» **Dataset entries**:
-----

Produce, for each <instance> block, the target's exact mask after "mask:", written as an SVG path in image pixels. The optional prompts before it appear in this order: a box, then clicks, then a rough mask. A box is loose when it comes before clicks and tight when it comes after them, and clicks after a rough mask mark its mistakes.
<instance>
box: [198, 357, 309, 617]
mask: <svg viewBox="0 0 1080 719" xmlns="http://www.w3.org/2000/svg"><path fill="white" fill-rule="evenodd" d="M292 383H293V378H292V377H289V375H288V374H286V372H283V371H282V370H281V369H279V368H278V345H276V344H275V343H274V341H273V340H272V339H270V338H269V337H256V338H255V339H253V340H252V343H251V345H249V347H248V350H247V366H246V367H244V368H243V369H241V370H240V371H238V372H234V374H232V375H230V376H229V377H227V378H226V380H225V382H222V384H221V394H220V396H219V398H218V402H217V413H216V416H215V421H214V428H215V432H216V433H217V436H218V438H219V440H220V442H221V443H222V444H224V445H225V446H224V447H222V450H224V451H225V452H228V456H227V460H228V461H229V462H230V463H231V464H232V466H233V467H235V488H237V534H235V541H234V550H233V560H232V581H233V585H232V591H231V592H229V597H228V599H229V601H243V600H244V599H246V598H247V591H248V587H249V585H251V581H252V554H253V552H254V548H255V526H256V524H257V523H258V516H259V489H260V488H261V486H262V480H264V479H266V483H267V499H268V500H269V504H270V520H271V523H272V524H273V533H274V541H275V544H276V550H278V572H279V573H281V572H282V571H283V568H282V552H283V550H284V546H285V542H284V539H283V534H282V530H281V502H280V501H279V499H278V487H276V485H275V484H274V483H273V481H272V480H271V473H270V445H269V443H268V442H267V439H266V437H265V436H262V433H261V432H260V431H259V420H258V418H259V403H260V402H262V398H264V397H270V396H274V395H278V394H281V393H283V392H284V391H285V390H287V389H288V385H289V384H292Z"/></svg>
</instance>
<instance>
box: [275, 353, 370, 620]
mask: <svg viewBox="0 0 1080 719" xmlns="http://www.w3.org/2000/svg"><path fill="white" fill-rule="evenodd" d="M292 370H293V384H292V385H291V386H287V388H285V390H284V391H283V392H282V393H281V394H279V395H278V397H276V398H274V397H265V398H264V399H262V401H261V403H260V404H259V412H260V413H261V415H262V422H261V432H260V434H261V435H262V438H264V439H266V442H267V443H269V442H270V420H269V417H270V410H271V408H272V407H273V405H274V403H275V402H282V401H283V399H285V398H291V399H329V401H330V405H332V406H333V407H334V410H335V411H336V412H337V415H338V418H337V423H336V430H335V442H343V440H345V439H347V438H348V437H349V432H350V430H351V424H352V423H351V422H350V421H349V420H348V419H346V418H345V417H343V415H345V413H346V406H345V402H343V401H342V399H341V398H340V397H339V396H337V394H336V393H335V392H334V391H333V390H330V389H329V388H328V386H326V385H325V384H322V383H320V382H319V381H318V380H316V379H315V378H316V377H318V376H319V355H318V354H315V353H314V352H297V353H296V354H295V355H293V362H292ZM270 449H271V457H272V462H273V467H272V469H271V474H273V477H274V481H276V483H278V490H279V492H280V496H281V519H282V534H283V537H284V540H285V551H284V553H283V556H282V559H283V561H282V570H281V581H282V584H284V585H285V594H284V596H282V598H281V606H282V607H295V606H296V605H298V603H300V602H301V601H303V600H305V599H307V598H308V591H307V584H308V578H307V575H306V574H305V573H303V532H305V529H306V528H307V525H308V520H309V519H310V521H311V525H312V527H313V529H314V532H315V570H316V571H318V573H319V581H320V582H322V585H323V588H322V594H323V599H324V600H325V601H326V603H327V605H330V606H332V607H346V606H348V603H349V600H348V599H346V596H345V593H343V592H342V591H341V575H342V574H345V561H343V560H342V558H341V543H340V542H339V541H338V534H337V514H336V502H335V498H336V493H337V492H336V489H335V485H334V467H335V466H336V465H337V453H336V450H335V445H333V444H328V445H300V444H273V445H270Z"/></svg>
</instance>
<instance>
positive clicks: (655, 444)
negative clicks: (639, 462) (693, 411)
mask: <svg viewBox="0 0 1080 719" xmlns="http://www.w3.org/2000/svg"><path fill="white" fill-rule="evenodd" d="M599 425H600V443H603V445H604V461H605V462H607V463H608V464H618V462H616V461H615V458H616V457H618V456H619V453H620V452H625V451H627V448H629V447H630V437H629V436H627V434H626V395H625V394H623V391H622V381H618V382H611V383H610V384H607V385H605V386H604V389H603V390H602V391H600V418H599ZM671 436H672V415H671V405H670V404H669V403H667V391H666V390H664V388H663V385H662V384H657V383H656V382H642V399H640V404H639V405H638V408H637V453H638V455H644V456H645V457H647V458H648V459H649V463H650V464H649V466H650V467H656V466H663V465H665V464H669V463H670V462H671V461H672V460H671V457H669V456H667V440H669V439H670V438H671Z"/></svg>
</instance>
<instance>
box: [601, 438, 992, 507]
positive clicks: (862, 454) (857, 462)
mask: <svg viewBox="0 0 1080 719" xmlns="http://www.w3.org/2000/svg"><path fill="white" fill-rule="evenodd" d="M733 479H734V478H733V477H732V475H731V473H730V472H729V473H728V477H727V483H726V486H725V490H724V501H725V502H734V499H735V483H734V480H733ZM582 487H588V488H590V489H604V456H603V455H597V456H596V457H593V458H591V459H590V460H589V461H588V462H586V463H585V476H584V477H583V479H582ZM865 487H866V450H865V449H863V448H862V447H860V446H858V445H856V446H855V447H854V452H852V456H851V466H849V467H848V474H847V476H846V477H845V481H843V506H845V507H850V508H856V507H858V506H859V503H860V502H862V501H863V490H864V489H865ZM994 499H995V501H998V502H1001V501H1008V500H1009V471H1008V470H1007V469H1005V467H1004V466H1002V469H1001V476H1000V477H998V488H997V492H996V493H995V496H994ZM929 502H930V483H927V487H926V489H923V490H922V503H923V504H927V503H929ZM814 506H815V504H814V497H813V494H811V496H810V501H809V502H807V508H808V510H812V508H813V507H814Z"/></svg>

-----

A complete and exact reproduction of the data is needed.

Produce, for each <instance> block, the target's exact mask after "mask:", written as an SVG path in image pixels. The optional prompts before it appear in this order: a box, then clicks, then a rough mask. A box is loose when it comes before clicks and tight when it comes after them, and clicks after a rough mask mark its mistakes.
<instance>
box: [198, 357, 309, 617]
mask: <svg viewBox="0 0 1080 719" xmlns="http://www.w3.org/2000/svg"><path fill="white" fill-rule="evenodd" d="M292 383H293V378H292V377H289V375H288V374H286V372H283V371H282V370H281V369H279V368H278V345H276V344H275V343H274V341H273V340H272V339H270V338H269V337H256V338H255V339H253V340H252V343H251V345H249V347H248V350H247V366H246V367H244V368H243V369H241V370H240V371H238V372H234V374H232V375H230V376H229V377H227V378H226V380H225V382H222V384H221V394H220V396H219V398H218V402H217V413H216V416H215V421H214V428H215V432H216V433H217V436H218V438H219V440H220V442H221V443H222V444H224V445H225V446H224V447H222V450H224V451H225V452H228V456H227V460H228V461H229V462H230V463H231V464H232V466H233V467H235V488H237V534H235V541H234V550H233V560H232V581H233V585H232V591H231V592H229V597H228V599H229V601H243V600H244V599H246V598H247V591H248V587H249V585H251V581H252V554H253V552H254V548H255V526H256V524H257V523H258V516H259V489H260V488H261V486H262V480H264V479H266V483H267V499H268V500H269V504H270V520H271V523H272V524H273V533H274V541H275V544H276V550H278V572H279V573H281V572H282V571H283V568H282V552H283V550H284V546H285V542H284V539H283V534H282V530H281V502H280V501H279V499H278V487H276V485H275V484H274V483H273V481H272V480H271V473H270V445H269V443H268V442H267V439H266V437H265V436H262V433H261V432H260V431H259V420H258V418H259V403H260V402H262V398H264V397H270V396H274V395H278V394H281V393H283V392H284V391H285V390H287V389H288V385H289V384H292Z"/></svg>
</instance>
<instance>
box: [275, 353, 370, 620]
mask: <svg viewBox="0 0 1080 719" xmlns="http://www.w3.org/2000/svg"><path fill="white" fill-rule="evenodd" d="M292 370H293V384H292V385H291V386H287V388H285V390H284V391H283V392H282V393H281V394H279V395H278V397H276V398H274V397H265V398H264V399H262V401H261V403H260V404H259V412H260V413H261V415H262V422H261V432H260V434H261V435H262V438H264V439H266V442H267V443H269V442H270V420H269V417H270V410H271V408H272V407H273V405H274V403H275V402H282V401H283V399H285V398H291V399H329V401H330V405H332V406H333V407H334V410H335V411H336V412H337V415H338V418H337V423H336V430H335V442H343V440H345V439H347V438H348V437H349V432H350V430H351V424H352V423H351V422H350V421H349V420H348V419H346V418H345V417H343V415H345V413H346V406H345V402H343V401H342V399H341V398H340V397H339V396H337V394H336V393H335V392H334V391H333V390H330V389H329V388H328V386H326V385H325V384H322V383H320V382H319V381H318V380H316V379H315V378H316V377H318V376H319V355H318V354H315V353H314V352H297V353H296V354H295V355H293V362H292ZM270 449H271V457H272V462H273V467H272V469H271V474H273V477H274V481H276V483H278V490H279V492H280V496H281V519H282V534H283V537H284V540H285V551H284V553H283V556H282V559H283V561H282V570H281V581H282V584H284V585H285V594H284V596H282V598H281V606H282V607H295V606H296V605H298V603H300V602H301V601H303V600H305V599H307V598H308V591H307V584H308V578H307V575H306V574H305V573H303V532H305V529H306V528H307V525H308V520H309V519H310V521H311V525H312V527H313V529H314V532H315V570H316V571H318V573H319V581H320V582H322V585H323V588H322V594H323V599H324V600H325V601H326V603H327V605H330V606H332V607H346V606H348V603H349V600H348V599H346V596H345V593H343V592H342V591H341V575H342V574H345V561H343V560H342V558H341V543H340V542H339V541H338V534H337V514H336V502H335V498H336V493H337V492H336V489H335V485H334V467H335V466H336V465H337V453H336V450H335V445H333V444H328V445H300V444H273V445H270Z"/></svg>
</instance>
<instance>
positive clicks: (655, 444)
negative clicks: (639, 462) (693, 411)
mask: <svg viewBox="0 0 1080 719" xmlns="http://www.w3.org/2000/svg"><path fill="white" fill-rule="evenodd" d="M599 425H600V443H603V445H604V461H605V462H607V463H608V464H618V462H616V461H615V458H616V457H618V456H619V453H620V452H625V451H627V448H629V447H630V437H629V436H627V434H626V395H625V394H623V391H622V381H618V382H611V383H610V384H607V385H605V386H604V389H603V390H602V391H600V418H599ZM671 436H672V415H671V405H670V404H669V403H667V391H666V390H664V388H663V385H662V384H657V383H656V382H642V399H640V404H639V405H638V408H637V453H638V455H644V456H645V457H647V458H648V459H649V463H650V464H649V466H650V467H656V466H663V465H665V464H669V463H670V462H671V461H672V460H671V457H669V456H667V440H669V439H670V438H671Z"/></svg>
</instance>
<instance>
box: [601, 438, 992, 507]
positive clicks: (862, 454) (857, 462)
mask: <svg viewBox="0 0 1080 719" xmlns="http://www.w3.org/2000/svg"><path fill="white" fill-rule="evenodd" d="M733 479H734V478H733V477H732V475H731V473H730V472H729V473H728V477H727V483H726V486H725V490H724V501H725V502H734V499H735V483H734V480H733ZM582 487H588V488H590V489H604V456H603V455H597V456H596V457H593V458H591V459H590V460H589V461H588V462H586V463H585V476H584V477H583V479H582ZM865 487H866V450H865V449H863V448H862V447H860V446H858V445H856V446H855V447H854V452H852V456H851V466H849V467H848V474H847V476H846V477H845V481H843V506H845V507H850V508H856V507H858V506H859V503H860V502H862V501H863V490H864V489H865ZM994 499H995V501H998V502H1001V501H1008V500H1009V471H1008V470H1007V469H1005V467H1004V466H1002V469H1001V476H1000V477H998V488H997V492H996V493H995V496H994ZM929 502H930V483H927V487H926V489H923V490H922V503H923V504H927V503H929ZM814 506H815V504H814V497H813V494H811V496H810V501H809V502H807V508H808V510H812V508H813V507H814Z"/></svg>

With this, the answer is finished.